# [BRIEF]
The records below are to be copied word for word, with every picture left out.

=====

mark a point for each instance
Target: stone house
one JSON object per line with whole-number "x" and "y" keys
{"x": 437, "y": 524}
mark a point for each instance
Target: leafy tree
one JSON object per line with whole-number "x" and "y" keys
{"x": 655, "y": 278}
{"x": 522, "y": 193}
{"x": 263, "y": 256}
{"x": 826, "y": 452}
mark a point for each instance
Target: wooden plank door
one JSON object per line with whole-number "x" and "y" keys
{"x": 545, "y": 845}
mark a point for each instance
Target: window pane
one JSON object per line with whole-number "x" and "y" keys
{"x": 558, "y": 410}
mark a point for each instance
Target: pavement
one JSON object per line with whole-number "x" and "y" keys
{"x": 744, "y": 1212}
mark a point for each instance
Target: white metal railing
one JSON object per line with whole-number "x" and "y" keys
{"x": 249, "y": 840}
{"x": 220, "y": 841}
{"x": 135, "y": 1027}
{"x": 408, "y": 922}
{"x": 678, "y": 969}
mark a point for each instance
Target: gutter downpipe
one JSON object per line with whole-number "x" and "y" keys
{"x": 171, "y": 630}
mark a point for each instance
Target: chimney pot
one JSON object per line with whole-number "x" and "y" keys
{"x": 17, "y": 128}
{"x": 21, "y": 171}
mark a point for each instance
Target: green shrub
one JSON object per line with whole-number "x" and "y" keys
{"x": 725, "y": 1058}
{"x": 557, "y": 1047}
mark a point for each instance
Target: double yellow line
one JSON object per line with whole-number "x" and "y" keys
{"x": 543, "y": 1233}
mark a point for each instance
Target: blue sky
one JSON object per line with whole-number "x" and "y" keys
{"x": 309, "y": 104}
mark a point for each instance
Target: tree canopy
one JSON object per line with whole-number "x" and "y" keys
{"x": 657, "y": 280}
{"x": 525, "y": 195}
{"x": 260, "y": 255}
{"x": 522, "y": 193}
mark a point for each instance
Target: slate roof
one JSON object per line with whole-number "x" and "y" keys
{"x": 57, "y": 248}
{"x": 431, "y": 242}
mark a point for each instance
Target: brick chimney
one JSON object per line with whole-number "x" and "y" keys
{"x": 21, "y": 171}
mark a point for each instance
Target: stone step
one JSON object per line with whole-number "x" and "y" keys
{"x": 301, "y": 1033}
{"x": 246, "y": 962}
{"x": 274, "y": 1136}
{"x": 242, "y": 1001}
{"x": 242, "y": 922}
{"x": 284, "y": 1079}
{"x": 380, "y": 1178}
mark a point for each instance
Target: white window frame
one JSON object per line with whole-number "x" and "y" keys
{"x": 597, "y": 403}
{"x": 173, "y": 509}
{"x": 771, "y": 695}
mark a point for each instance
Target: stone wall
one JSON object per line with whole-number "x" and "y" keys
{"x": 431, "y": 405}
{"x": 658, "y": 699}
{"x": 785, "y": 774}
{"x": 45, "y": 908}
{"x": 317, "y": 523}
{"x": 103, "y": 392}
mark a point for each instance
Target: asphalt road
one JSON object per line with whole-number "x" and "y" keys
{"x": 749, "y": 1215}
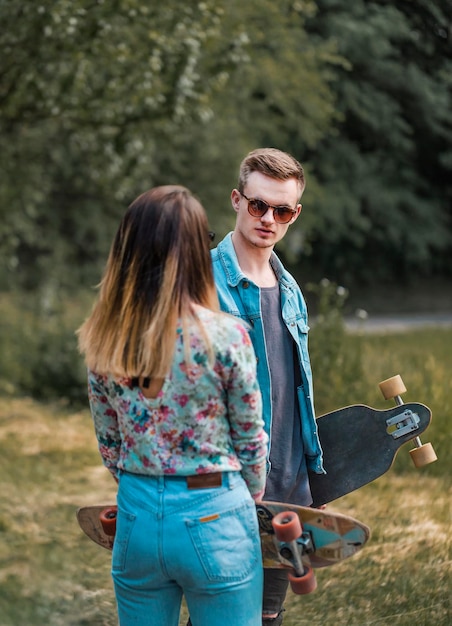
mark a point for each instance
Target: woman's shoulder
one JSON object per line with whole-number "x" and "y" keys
{"x": 222, "y": 325}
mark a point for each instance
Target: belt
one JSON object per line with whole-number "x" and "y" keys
{"x": 205, "y": 481}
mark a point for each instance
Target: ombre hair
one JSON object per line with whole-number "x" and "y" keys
{"x": 274, "y": 163}
{"x": 158, "y": 268}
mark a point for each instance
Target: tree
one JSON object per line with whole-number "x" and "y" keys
{"x": 385, "y": 171}
{"x": 100, "y": 99}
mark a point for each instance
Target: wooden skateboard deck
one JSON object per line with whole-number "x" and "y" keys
{"x": 360, "y": 444}
{"x": 323, "y": 538}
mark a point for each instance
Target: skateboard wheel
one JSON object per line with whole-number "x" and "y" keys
{"x": 108, "y": 520}
{"x": 392, "y": 387}
{"x": 287, "y": 526}
{"x": 423, "y": 455}
{"x": 302, "y": 585}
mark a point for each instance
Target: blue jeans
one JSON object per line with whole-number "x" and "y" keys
{"x": 173, "y": 541}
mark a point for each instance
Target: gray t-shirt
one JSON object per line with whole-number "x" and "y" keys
{"x": 288, "y": 479}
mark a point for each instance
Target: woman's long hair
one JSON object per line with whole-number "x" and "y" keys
{"x": 158, "y": 267}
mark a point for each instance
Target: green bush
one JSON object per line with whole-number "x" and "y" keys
{"x": 38, "y": 349}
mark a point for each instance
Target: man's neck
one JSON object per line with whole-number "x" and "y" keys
{"x": 254, "y": 262}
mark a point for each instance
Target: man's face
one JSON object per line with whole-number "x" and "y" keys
{"x": 265, "y": 232}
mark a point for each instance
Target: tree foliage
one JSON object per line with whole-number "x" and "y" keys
{"x": 385, "y": 171}
{"x": 101, "y": 100}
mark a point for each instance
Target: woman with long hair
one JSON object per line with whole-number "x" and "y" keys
{"x": 177, "y": 414}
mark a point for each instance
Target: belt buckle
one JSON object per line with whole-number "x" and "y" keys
{"x": 205, "y": 481}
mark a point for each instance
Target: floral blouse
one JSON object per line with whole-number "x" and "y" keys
{"x": 206, "y": 417}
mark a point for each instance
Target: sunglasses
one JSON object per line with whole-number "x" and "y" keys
{"x": 258, "y": 208}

=====

# [SOLUTION FOR THIS EXERCISE]
mark a point for each instance
Target: stone house
one JSON object per line with whole-number "x" and "y" keys
{"x": 437, "y": 524}
mark a point for each instance
Target: leafy tree
one JSON object per line with whole-number "x" and "y" keys
{"x": 655, "y": 278}
{"x": 522, "y": 193}
{"x": 263, "y": 256}
{"x": 826, "y": 452}
mark a point for each instance
Target: wooden plank door
one JSON object per line with whole-number "x" and "y" keys
{"x": 545, "y": 845}
mark a point for each instance
Target: window pane
one JSON object per line with whole-number "x" and "y" keys
{"x": 558, "y": 410}
mark a point for each instance
Target: pavement
one JSON object per line with whole-number "x" and "y" keys
{"x": 744, "y": 1212}
mark a point for each instance
Target: white metal railing
one JSON object per line with whole-number "x" and "y" keys
{"x": 249, "y": 840}
{"x": 220, "y": 841}
{"x": 135, "y": 1027}
{"x": 408, "y": 922}
{"x": 678, "y": 969}
mark a point for each instance
Target: gutter downpipe
one JSON object per line with whole-number "x" and "y" keys
{"x": 171, "y": 630}
mark a point for each instance
Target: chimney pot
one JSON object per line with whole-number "x" and "y" keys
{"x": 17, "y": 128}
{"x": 21, "y": 171}
mark a point for each instance
Target: green shrub
one JSON object per line with whole-number "x" and "y" keys
{"x": 725, "y": 1058}
{"x": 557, "y": 1047}
mark a point for each instance
Target: double yellow line
one JSON object per line with whole-number "x" and "y" keys
{"x": 543, "y": 1233}
mark a point for each instance
Target: blue sky
one JSON object per line with whole-number "x" and "y" keys
{"x": 309, "y": 104}
mark a point for each instance
Target: tree canopy
one JSON object per line with whole-number "x" and "y" keys
{"x": 657, "y": 280}
{"x": 525, "y": 195}
{"x": 260, "y": 255}
{"x": 522, "y": 193}
mark a point for each instance
Target: slate roof
one JSON object per line with whole-number "x" and "y" keys
{"x": 57, "y": 248}
{"x": 431, "y": 242}
mark a point for each instance
Target: brick chimney
one JSON object per line with whole-number "x" and "y" keys
{"x": 21, "y": 171}
mark a point for each instance
Target: stone step
one JSON object per line with whole-number "x" and "y" keys
{"x": 301, "y": 1033}
{"x": 246, "y": 962}
{"x": 274, "y": 1136}
{"x": 242, "y": 1001}
{"x": 242, "y": 922}
{"x": 284, "y": 1079}
{"x": 380, "y": 1178}
mark a point for each instance
Target: white window frame
one JSON object per line with whole-number "x" and "y" keys
{"x": 597, "y": 403}
{"x": 173, "y": 509}
{"x": 771, "y": 695}
mark a point for each instance
Target: stone wall
one JSON object per line with whole-number "x" and "y" keys
{"x": 431, "y": 405}
{"x": 658, "y": 699}
{"x": 785, "y": 774}
{"x": 45, "y": 908}
{"x": 317, "y": 523}
{"x": 103, "y": 392}
mark a point for each instance
Target: asphalt road
one JSON object per line with whole-number "x" and "y" keys
{"x": 749, "y": 1215}
mark a point for each instance
Target: woman's shoulder
one JSON object per line with whole-number "x" and "y" keys
{"x": 222, "y": 325}
mark a point for each instance
Target: belt
one JSON object per line with whole-number "x" and "y" keys
{"x": 205, "y": 481}
mark a point for each instance
Target: ombre hair
one JSON object per line with whole-number "x" and "y" keys
{"x": 274, "y": 163}
{"x": 158, "y": 268}
mark a point for each instance
Target: tree
one JSON object per line with whole-number "x" and "y" keys
{"x": 385, "y": 171}
{"x": 100, "y": 99}
mark a point for each instance
Target: wooden skateboard deck
one JSON object per line with whole-number "x" and "y" keys
{"x": 360, "y": 444}
{"x": 323, "y": 538}
mark a point for each instance
Target: skateboard wheel
one JSON object per line with whole-number "x" and "y" keys
{"x": 108, "y": 520}
{"x": 392, "y": 387}
{"x": 287, "y": 526}
{"x": 423, "y": 455}
{"x": 302, "y": 585}
mark a point for each instance
Target: blue jeans
one JSON object per line with whole-number "x" and "y" keys
{"x": 173, "y": 541}
mark a point for each instance
Target: gray t-shirt
one JSON object per line with whole-number "x" and "y" keys
{"x": 288, "y": 479}
mark a point for each instance
Target: woman's long hair
one JSON object per line with whole-number "x" and "y" keys
{"x": 158, "y": 267}
mark a point for each instance
Target: green bush
one JSON object per line with whole-number "x" and "y" keys
{"x": 38, "y": 349}
mark a point for each instance
Target: man's neck
one JSON object per line with whole-number "x" and "y" keys
{"x": 254, "y": 262}
mark a point for each instance
Target: man's face
one JSON object per line with whole-number "x" and "y" keys
{"x": 265, "y": 232}
mark a point for each instance
Target: tree foliage
one JSON object per line with whole-number "x" and "y" keys
{"x": 385, "y": 171}
{"x": 101, "y": 100}
mark a point for each instance
Target: woman with long hair
one JSON object per line with whole-number "x" and "y" keys
{"x": 177, "y": 414}
mark a point for each instance
Target: belt buckle
one JSON object per line with whole-number "x" and "y" keys
{"x": 205, "y": 481}
mark a point for each instance
Target: floral blouse
one JSON object per line with whole-number "x" and "y" keys
{"x": 206, "y": 417}
mark a point for each instance
Target: sunglasses
one JSON object per line with whole-number "x" and "y" keys
{"x": 258, "y": 208}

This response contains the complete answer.